WHAT THIS TASK INVOLVES
Please print every record that follows, keeping each one exactly as it is.

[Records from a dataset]

┌────────

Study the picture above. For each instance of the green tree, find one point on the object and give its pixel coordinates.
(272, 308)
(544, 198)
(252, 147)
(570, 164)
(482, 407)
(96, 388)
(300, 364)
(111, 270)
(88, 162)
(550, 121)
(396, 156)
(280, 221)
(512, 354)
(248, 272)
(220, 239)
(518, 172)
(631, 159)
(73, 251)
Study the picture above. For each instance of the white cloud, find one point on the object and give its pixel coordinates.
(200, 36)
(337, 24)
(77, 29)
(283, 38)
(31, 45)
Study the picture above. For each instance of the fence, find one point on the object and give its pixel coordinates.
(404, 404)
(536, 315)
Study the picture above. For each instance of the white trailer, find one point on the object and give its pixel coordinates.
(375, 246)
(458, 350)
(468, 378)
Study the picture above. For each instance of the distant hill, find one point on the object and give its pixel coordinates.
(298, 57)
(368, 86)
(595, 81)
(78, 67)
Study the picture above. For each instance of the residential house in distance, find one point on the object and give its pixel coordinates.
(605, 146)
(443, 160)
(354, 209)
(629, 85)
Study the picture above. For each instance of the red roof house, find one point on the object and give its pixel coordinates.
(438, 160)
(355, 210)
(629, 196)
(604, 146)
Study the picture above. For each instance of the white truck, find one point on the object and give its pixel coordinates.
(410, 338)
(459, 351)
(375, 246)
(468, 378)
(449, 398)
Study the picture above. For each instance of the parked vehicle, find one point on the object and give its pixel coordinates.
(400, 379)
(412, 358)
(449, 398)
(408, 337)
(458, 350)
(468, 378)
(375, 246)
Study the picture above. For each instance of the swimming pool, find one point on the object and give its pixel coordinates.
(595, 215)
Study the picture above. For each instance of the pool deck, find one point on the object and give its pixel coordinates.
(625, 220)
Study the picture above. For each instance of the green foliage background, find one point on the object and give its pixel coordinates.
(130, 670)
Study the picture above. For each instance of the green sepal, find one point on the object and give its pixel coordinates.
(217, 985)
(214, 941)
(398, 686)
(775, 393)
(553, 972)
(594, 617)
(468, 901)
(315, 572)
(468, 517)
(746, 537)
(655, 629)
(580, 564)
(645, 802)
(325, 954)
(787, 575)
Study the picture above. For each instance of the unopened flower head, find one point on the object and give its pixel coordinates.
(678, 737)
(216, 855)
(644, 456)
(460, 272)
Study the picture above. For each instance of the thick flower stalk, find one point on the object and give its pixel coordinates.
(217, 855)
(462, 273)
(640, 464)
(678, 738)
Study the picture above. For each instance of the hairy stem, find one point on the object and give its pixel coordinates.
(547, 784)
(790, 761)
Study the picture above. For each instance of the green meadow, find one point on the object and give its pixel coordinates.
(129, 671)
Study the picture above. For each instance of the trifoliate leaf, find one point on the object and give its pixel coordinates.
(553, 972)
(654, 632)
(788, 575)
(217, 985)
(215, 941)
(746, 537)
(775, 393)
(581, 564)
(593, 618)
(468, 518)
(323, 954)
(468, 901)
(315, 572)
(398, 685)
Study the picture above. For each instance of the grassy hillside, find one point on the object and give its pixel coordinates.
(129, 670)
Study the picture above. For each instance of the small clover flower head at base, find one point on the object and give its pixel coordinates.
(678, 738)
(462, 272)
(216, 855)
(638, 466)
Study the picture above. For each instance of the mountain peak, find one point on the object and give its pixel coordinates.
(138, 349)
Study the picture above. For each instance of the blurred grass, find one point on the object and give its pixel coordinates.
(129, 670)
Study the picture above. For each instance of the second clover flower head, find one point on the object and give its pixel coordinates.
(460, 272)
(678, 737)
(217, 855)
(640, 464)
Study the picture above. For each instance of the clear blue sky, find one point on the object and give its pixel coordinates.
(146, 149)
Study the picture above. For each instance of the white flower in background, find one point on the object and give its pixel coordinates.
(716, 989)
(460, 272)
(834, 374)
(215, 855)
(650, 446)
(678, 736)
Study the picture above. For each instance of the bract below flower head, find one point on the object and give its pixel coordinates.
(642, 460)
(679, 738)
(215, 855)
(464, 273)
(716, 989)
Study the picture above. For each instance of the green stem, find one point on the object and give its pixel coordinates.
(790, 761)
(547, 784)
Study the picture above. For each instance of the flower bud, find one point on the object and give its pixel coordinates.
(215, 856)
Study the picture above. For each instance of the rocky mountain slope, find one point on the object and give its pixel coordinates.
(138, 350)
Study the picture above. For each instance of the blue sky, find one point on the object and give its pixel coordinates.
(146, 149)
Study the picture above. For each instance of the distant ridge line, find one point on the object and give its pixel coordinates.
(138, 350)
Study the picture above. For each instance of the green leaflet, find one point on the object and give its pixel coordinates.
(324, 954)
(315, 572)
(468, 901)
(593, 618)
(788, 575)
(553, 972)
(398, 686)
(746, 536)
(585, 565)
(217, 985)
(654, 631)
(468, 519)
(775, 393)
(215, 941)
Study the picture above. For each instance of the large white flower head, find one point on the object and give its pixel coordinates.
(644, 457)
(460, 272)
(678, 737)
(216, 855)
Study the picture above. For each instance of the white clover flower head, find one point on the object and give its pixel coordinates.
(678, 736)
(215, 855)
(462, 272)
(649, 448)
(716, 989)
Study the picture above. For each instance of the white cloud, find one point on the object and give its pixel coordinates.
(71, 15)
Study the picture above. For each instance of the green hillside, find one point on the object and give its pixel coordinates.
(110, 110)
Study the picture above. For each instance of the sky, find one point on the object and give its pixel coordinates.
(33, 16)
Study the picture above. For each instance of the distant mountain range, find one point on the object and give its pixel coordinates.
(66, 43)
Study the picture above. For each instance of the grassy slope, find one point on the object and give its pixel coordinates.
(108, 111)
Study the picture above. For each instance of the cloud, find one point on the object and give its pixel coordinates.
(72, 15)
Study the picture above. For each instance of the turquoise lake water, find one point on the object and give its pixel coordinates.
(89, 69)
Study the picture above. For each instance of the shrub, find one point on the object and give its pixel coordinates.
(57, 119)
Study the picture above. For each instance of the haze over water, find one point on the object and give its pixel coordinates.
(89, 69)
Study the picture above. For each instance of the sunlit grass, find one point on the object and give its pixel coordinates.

└────────

THE COMPLETED TASK
Study the picture above. For each instance of the green tree, find one point on the object and give its pixel coordinates.
(272, 308)
(544, 198)
(252, 147)
(570, 164)
(482, 407)
(96, 388)
(300, 364)
(111, 270)
(88, 162)
(550, 121)
(396, 156)
(280, 221)
(512, 354)
(248, 272)
(220, 239)
(518, 172)
(631, 159)
(73, 251)
Study the picture above. For each instance of the white cloud, find one point on the object and give its pixel coordinates.
(200, 36)
(337, 24)
(77, 29)
(283, 38)
(31, 45)
Study the picture above. For each instance of the fence, find one point on the object and give its pixel coordinates.
(404, 404)
(536, 315)
Study the picture above. For each instance of the white trailer, find one point on the object and give its pixel coordinates.
(375, 246)
(458, 350)
(468, 378)
Study the picture above. For each instance of the distant hill, find one point on the object and give its pixel coordinates.
(298, 57)
(368, 86)
(595, 81)
(78, 67)
Study the picture above. For each instance of the residential house in distance, find one point on the object and give its pixel coordinates.
(605, 146)
(443, 160)
(354, 209)
(629, 85)
Study the picture above. For each instance of the red roof house, find one point on the object and give its pixel coordinates.
(438, 160)
(355, 210)
(629, 196)
(604, 146)
Study the picture above. For each instance of the white truck, find one point on the object and give its pixel coordinates.
(410, 338)
(459, 351)
(375, 246)
(468, 378)
(449, 398)
Study the picture above. For each instance of the parked vehicle, find one point on the object and give its pixel coordinates.
(400, 379)
(412, 358)
(449, 398)
(408, 337)
(458, 350)
(468, 378)
(375, 246)
Study the picture above. For each instance of the swimming pool, find one point on the object and give its pixel coordinates.
(595, 215)
Study the picture above. For each instance of the pool deck, find one point on the object and give its pixel coordinates.
(625, 220)
Study the picture above. For each instance of the green foliage background, find one point on the object and give its pixel coordinates.
(130, 670)
Study the picture above. For each instance of the green sepal, find one point on the object and give its pixel coordinates.
(217, 985)
(214, 941)
(398, 686)
(775, 393)
(553, 972)
(594, 617)
(468, 901)
(315, 572)
(468, 517)
(746, 537)
(655, 629)
(580, 564)
(645, 802)
(325, 954)
(787, 575)
Study the picture above. For each instance of the unopened flower head, find one point on the object and give its pixel coordinates.
(678, 737)
(216, 855)
(644, 456)
(460, 272)
Study the picture above. For each instance of the thick flower stalk, find one point on the object and give its pixel coordinates.
(217, 855)
(462, 273)
(640, 464)
(678, 738)
Study the picture above. For each instance of the hairy stem, find one point on the object and give its pixel coordinates.
(547, 784)
(790, 761)
Study the picture above. For each instance of the green meadow, find one point on the object and give its pixel coordinates.
(129, 671)
Study the picture above. For each instance of the trifoliate leaf, find one point on the object and give its pixel coordinates.
(553, 972)
(654, 632)
(788, 575)
(217, 985)
(215, 941)
(746, 537)
(775, 393)
(581, 564)
(593, 618)
(468, 518)
(323, 954)
(468, 901)
(315, 572)
(398, 685)
Study the picture above. For each instance of the grassy hillside, find one point on the object and give its pixel coordinates.
(129, 670)
Study the picture above. For each instance of the small clover flower head at base, find one point on the object and give its pixel coordinates.
(678, 738)
(462, 272)
(216, 855)
(638, 466)
Study the picture above. For each instance of the mountain peak, find one point on the object and give its pixel coordinates.
(138, 349)
Study the picture above. For each instance of the blurred grass, find one point on the object and give its pixel coordinates.
(129, 670)
Study the picture above. For each instance of the second clover flower head, find one point on the object and give its pixel coordinates.
(460, 272)
(678, 737)
(217, 855)
(640, 464)
Study the picture above. For each instance of the clear blue sky, find one point on the object and give its pixel coordinates.
(146, 149)
Study the picture above. For each instance of the white flower in background, find one point on the object and give its pixel coordinates.
(716, 989)
(460, 272)
(834, 374)
(215, 855)
(650, 446)
(678, 736)
Study the picture above. For each instance of the bract below flower head, find one point on the object and give its pixel coordinates.
(642, 460)
(679, 738)
(215, 855)
(464, 273)
(716, 989)
Study the picture above. For each instance of the green stem, find one point on the object and give its pixel coordinates.
(790, 761)
(547, 784)
Study the picture above. For each instance of the flower bud, find one point on the object and give its pixel coordinates.
(215, 856)
Study the picture above. For each instance of the rocky mountain slope, find one point on the object and give its pixel coordinates.
(138, 350)
Study the picture above. For each instance of the blue sky, find one point on the object and give its pixel coordinates.
(146, 149)
Study the picture above. For each instance of the distant ridge line, find one point on the object and give its pixel coordinates.
(138, 350)
Study the picture above. For each instance of the green leaflet, find one point on the object and give its pixel coordinates.
(324, 954)
(315, 572)
(468, 901)
(593, 618)
(788, 575)
(553, 972)
(398, 686)
(746, 536)
(585, 565)
(217, 985)
(654, 631)
(468, 519)
(775, 393)
(215, 941)
Study the picture above. For each instance of the large white flower head, find one point on the object and give its pixel coordinates.
(644, 457)
(460, 272)
(678, 737)
(216, 855)
Study the picture above. For each instance of the white clover flower head, find one point on the object and give its pixel coordinates.
(678, 736)
(215, 855)
(462, 272)
(649, 448)
(716, 989)
Study the picture above. For each instance of the white cloud, find one point on the object and give its pixel coordinates.
(71, 15)
Study the picture above. For each instance of the green hillside, find one point on the object and give its pixel coordinates.
(110, 110)
Study the picture above. For each instance of the sky, find one point on the object and give its pixel coordinates.
(33, 16)
Study the picture above. For each instance of the distant mountain range, find one point on the object and give its pixel coordinates.
(66, 43)
Study the picture above. For each instance of the grassy slope, find one point on the object and give its pixel coordinates.
(108, 111)
Study the picture above. For each instance of the cloud, find one point on the object and give its pixel coordinates.
(72, 15)
Study the picture above. For each instance of the turquoise lake water, find one point on the object and give its pixel coordinates.
(89, 69)
Study the picture above. For each instance of the shrub, find one point on the object and give its pixel coordinates.
(57, 119)
Study the picture above. For each instance of the haze over water, find one point on the object and give its pixel coordinates.
(89, 69)
Study the picture above. For each instance of the sunlit grass, find one point on the object and give its pixel coordinates.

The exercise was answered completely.